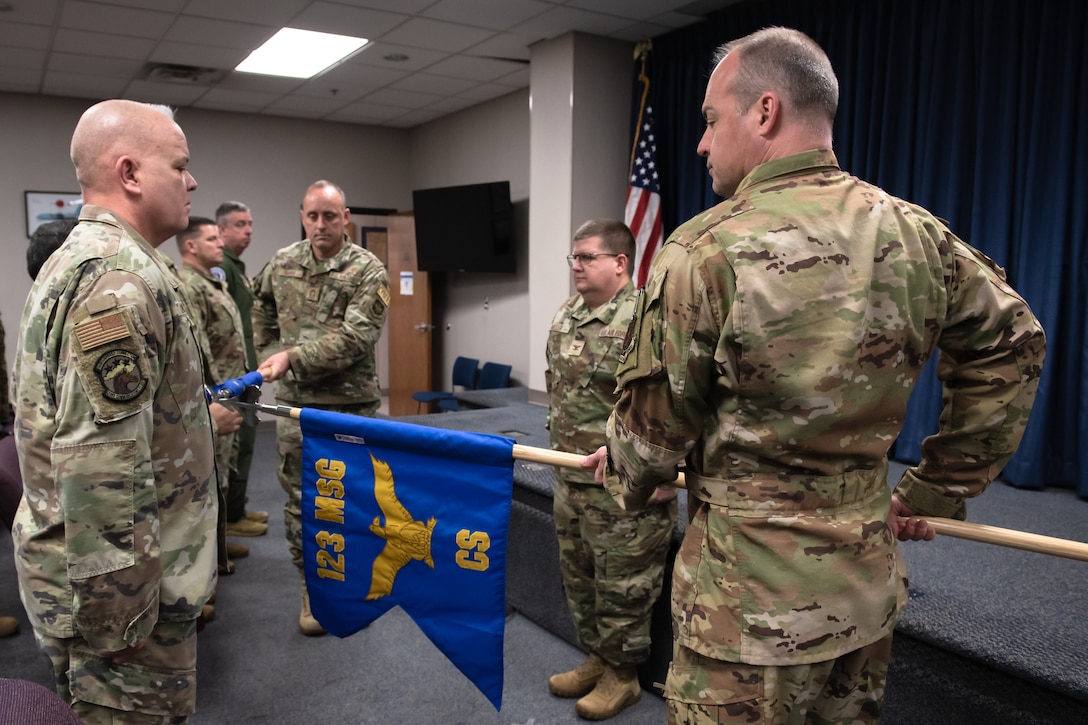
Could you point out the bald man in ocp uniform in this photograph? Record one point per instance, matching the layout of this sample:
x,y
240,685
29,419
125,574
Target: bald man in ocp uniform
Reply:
x,y
115,533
□ □ □ □ □ □ □
Required work —
Only lines that include "uniform" belong in the answer; return them from the entries above.

Response —
Could you point out the bald man in ocp uniform in this photograph? Record one point per instance, matching the layout of this sample:
Target: bald man in ocp uniform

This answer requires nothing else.